▶ **EXERCISE INSTRUCTIONS**
A. According to the film review, who plays the main character?
B. Print the part of the film review starting at "There are no" and ending at "entrapped Clive Owen.".

This is yet another feature touching the sensitive theme of the Irish Troubles.

James Marsh – responsible for such documentaries as Man on Wire and Project Nim – managed to deliver a powerful drama, where nothing is certain and everything can be questioned on the level of the narrative.

It is set in 1993 London and Belfast with a short flashback to some 20 years back.

The fish eye camera leaves the edges of the picture blurred and the focus stays on the characters’ eyes. Close-ups let the audience into the world of a family involved in both political as well as internal conflicts.

It is an authentic look into the personal/internal war where loyalty has three sides and dramatic decisions lead to bad or worse consequences.

There are no good answers to any action that the main protagonist played by fantastic Andrea Riseborough needs to undertake. The fact that numerous men in her life demand obedience ‘for her own good’ does not mean she will be safe in any way. In the end Colette has to choose her friends among the enemies to find the best solution for her and her little son.

Amazing lighting, fantastic cinematography and well – I loved the metaphoric game of power depicted by colour representation.

This is undoubtedly one of the best films made recently. Let’s not forget the amazingly played calm role by Aidan Gillen, as well as persistent Domhnall Gleeson and let’s not forget about the tragically entrapped Clive Owen.

▶ **MATERIAL SHOWN**

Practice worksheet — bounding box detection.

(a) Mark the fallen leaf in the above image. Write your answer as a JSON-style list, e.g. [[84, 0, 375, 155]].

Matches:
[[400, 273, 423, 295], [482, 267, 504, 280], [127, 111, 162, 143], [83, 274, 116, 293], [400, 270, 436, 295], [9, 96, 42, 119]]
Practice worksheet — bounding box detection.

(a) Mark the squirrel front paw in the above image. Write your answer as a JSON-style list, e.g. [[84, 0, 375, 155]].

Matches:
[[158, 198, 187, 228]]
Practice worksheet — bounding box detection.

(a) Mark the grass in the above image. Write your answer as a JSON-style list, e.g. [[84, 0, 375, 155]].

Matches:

--

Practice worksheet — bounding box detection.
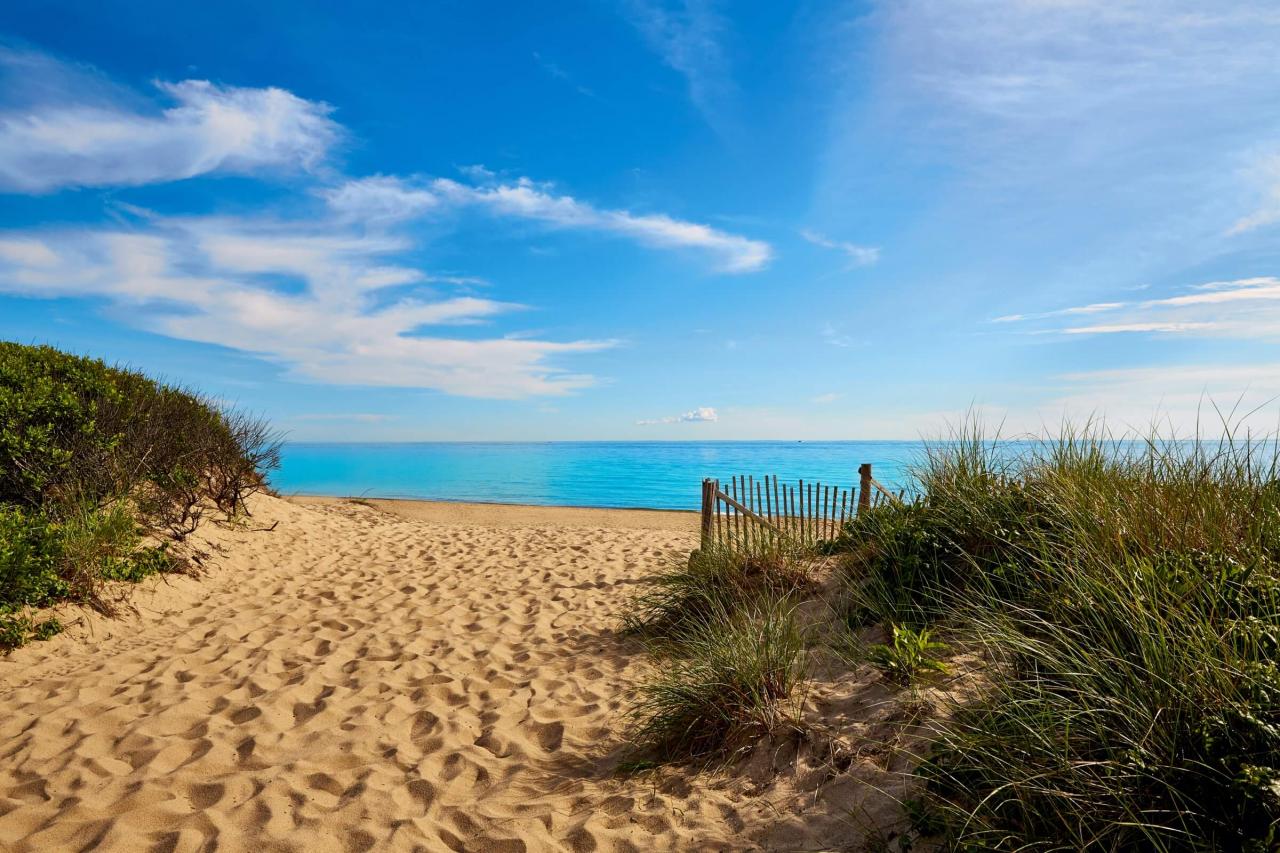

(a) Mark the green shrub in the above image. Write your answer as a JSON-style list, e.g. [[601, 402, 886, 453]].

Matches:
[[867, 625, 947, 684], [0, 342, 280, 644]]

▶ **THE RESPONSES**
A. Andrea Riseborough

B.
There are no good answers to any action that the main protagonist played by fantastic Andrea Riseborough needs to undertake. The fact that numerous men in her life demand obedience ‘for her own good’ does not mean she will be safe in any way. In the end Colette has to choose her friends among the enemies to find the best solution for her and her little son.

Amazing lighting, fantastic cinematography and well – I loved the metaphoric game of power depicted by colour representation.

This is undoubtedly one of the best films made recently. Let’s not forget the amazingly played calm role by Aidan Gillen, as well as persistent Domhnall Gleeson and let’s not forget about the tragically entrapped Clive Owen.